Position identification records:
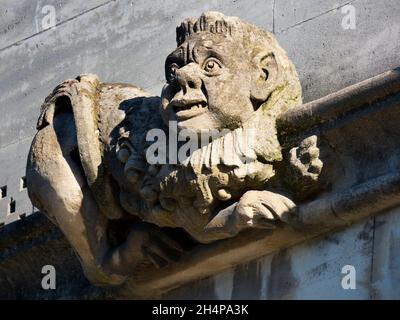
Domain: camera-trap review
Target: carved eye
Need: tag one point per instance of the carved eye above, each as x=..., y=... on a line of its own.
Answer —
x=172, y=71
x=212, y=66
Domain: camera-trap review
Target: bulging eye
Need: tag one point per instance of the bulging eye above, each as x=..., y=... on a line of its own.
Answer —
x=212, y=66
x=172, y=72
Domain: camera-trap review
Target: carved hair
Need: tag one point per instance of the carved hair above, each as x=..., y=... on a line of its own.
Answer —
x=287, y=89
x=288, y=93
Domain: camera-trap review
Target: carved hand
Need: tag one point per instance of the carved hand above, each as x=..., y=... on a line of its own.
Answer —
x=255, y=209
x=305, y=166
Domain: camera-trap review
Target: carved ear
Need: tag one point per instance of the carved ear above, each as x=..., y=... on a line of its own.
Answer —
x=265, y=78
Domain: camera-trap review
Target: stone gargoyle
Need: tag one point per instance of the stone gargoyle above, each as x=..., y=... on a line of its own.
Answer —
x=119, y=171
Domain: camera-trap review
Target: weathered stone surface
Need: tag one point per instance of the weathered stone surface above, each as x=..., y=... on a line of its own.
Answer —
x=224, y=75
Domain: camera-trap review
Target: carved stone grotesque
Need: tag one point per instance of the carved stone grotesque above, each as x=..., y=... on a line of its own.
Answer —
x=100, y=170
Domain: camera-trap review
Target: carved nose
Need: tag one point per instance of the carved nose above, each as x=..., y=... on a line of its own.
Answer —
x=188, y=77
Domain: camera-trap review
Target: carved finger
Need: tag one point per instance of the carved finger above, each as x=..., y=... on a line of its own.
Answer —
x=311, y=153
x=171, y=243
x=316, y=166
x=158, y=255
x=309, y=142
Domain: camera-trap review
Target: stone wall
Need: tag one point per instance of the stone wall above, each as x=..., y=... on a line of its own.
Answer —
x=127, y=41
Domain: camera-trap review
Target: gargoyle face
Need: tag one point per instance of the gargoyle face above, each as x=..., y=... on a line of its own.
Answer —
x=208, y=84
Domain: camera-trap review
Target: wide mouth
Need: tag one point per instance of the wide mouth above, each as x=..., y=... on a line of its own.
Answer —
x=186, y=110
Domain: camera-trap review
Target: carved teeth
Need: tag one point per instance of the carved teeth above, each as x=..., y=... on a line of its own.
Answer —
x=196, y=106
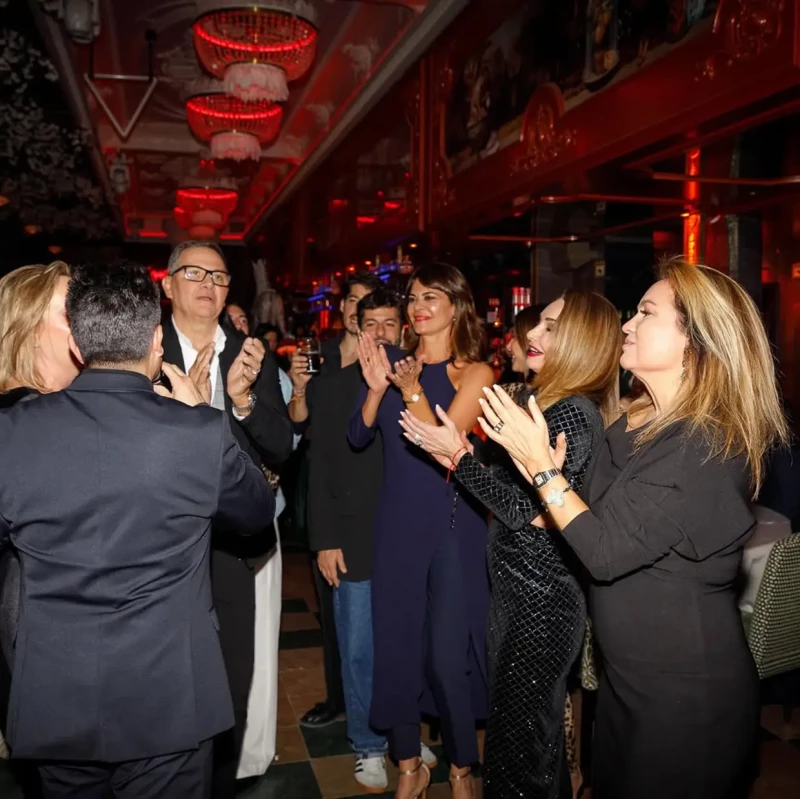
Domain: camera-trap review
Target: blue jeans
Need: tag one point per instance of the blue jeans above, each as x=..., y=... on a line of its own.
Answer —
x=352, y=609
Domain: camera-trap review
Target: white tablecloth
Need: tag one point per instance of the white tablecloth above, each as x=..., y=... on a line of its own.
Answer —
x=770, y=527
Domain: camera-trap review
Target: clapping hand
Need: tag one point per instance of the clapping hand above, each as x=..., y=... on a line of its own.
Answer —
x=406, y=374
x=244, y=371
x=442, y=442
x=374, y=364
x=525, y=437
x=201, y=371
x=183, y=387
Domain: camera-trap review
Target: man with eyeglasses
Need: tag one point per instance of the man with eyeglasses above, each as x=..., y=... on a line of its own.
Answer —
x=235, y=375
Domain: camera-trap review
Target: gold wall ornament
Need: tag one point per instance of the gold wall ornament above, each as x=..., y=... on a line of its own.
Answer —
x=746, y=28
x=542, y=139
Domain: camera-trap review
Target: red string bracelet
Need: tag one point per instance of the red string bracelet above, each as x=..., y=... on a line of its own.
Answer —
x=453, y=463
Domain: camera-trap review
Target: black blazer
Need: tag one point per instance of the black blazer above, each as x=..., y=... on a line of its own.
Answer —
x=266, y=436
x=107, y=491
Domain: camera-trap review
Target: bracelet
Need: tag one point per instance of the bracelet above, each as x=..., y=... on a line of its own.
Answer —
x=453, y=465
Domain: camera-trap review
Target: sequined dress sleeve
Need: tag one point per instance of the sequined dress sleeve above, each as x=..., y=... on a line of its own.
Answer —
x=509, y=496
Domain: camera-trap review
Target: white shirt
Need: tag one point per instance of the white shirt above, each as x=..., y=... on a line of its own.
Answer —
x=190, y=356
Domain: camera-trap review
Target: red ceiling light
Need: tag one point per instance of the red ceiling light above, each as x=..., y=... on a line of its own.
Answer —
x=235, y=129
x=256, y=50
x=204, y=211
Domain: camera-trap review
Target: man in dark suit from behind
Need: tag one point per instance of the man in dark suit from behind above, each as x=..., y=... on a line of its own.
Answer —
x=108, y=492
x=237, y=376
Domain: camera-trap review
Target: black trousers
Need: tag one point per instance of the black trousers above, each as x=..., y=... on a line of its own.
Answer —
x=233, y=583
x=330, y=644
x=448, y=664
x=183, y=775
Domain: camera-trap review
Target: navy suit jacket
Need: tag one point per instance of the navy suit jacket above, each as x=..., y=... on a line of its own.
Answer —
x=108, y=493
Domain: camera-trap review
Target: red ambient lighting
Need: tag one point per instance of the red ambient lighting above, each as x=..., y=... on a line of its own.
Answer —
x=239, y=36
x=209, y=114
x=221, y=200
x=205, y=207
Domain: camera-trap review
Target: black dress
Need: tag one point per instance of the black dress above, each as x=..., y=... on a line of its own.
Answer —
x=536, y=617
x=678, y=699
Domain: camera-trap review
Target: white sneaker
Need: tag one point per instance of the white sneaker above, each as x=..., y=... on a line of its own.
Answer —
x=371, y=774
x=428, y=757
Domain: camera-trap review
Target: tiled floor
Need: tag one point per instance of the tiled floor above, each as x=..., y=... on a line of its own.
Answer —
x=318, y=764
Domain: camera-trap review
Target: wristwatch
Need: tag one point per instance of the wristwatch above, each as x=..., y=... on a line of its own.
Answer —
x=541, y=478
x=251, y=403
x=555, y=496
x=415, y=397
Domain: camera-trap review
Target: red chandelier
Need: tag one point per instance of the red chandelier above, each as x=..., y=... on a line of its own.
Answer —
x=256, y=50
x=235, y=129
x=204, y=211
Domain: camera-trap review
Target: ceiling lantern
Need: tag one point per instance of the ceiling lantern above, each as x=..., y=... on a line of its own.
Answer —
x=202, y=232
x=256, y=49
x=204, y=211
x=235, y=129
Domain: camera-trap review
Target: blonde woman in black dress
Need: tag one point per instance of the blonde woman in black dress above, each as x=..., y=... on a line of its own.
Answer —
x=662, y=531
x=537, y=611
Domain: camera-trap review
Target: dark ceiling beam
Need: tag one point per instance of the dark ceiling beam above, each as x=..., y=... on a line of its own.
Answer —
x=58, y=47
x=426, y=29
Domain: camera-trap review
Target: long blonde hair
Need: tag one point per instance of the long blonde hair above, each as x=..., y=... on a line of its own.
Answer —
x=583, y=356
x=729, y=393
x=25, y=296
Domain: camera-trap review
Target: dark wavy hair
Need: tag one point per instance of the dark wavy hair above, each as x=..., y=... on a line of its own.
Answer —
x=467, y=336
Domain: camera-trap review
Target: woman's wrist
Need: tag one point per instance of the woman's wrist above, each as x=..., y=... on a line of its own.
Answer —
x=536, y=466
x=455, y=459
x=410, y=392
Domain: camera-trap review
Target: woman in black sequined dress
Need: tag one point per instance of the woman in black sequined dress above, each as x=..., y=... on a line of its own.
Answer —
x=537, y=613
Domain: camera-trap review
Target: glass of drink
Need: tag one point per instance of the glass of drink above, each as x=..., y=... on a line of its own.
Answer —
x=310, y=348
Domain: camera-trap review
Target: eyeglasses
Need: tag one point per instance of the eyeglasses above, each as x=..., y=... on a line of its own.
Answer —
x=197, y=275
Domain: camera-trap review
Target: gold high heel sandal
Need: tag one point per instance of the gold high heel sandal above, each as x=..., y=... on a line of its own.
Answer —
x=467, y=775
x=411, y=772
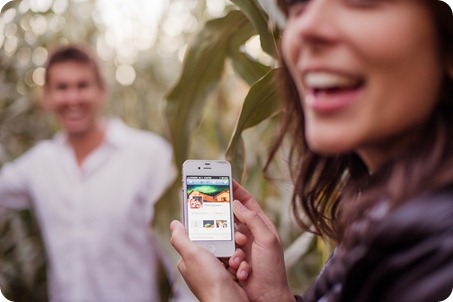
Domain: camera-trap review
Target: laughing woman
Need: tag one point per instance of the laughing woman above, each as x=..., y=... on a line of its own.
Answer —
x=367, y=91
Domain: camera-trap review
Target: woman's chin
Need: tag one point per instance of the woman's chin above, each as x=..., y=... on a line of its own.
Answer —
x=329, y=147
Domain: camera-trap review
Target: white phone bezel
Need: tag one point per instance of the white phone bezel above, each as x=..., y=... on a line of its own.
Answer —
x=220, y=248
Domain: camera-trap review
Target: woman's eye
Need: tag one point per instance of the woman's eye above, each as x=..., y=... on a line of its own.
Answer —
x=290, y=3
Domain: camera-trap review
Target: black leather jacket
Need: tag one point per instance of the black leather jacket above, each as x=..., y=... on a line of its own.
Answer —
x=405, y=255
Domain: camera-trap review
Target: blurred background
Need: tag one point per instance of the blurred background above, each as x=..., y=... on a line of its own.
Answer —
x=198, y=72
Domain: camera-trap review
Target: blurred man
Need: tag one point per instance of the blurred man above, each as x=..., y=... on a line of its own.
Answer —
x=92, y=187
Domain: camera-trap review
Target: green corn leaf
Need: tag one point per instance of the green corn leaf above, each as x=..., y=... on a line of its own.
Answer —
x=258, y=17
x=261, y=103
x=202, y=70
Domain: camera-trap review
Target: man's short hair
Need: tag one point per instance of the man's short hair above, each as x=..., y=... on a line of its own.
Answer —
x=75, y=53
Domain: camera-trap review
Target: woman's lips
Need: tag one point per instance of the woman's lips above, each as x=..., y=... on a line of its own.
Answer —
x=328, y=91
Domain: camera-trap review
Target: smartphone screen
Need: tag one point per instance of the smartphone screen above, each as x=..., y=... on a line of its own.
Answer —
x=209, y=207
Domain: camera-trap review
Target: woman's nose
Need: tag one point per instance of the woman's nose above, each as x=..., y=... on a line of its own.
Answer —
x=316, y=22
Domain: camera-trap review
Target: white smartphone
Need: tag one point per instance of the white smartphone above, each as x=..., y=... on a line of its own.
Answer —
x=207, y=208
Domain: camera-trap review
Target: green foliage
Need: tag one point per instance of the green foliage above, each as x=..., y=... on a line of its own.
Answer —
x=224, y=104
x=220, y=44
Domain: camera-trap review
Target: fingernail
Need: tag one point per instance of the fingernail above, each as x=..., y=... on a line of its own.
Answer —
x=243, y=274
x=173, y=225
x=236, y=260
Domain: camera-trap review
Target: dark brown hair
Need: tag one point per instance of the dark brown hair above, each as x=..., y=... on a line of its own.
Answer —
x=75, y=53
x=334, y=191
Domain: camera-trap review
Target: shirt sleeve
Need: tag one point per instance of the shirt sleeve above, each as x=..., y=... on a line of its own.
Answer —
x=161, y=173
x=14, y=193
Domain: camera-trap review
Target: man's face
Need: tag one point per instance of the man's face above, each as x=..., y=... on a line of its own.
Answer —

Set task:
Can you rewrite the records from the start through the line containing "x=119, y=171", both ends included and requests kept, with every answer coordinate multiplied by 0.55 and rounded to a whole number, halves rounding up? Leave the pictures out of your reply.

Expected answer:
Domain: camera-trap review
Target: carved eye
Need: tag one point per instance of the carved eye above, each as x=..., y=... on a line of its own.
Answer —
x=95, y=39
x=117, y=36
Domain: camera-trap review
Target: bulging eye
Need: tag one point per instance of the bulging eye above, each as x=..., y=... on a line of its own.
Answer —
x=117, y=36
x=95, y=40
Domain: camera-trap review
Target: carved hair
Need: tag one point per instance of the carved hair above, each as x=..., y=... on a line of its own.
Answer —
x=158, y=49
x=158, y=51
Domain: camera-trap review
Target: carved hand
Need: tag one point per instance of the carved hand above, each as x=..., y=... on a line of its own.
Answer —
x=140, y=115
x=168, y=91
Domain: camera-trap review
Target: carved ear
Need: tag one point per instance of the carved ear above, each as x=..., y=... on a line of its own.
Answer —
x=146, y=43
Domain: camera-trap review
Target: stone gargoyle
Need: tag one point per instance of the stone gargoyle above, each as x=..., y=... on a line of its own.
Answer —
x=65, y=94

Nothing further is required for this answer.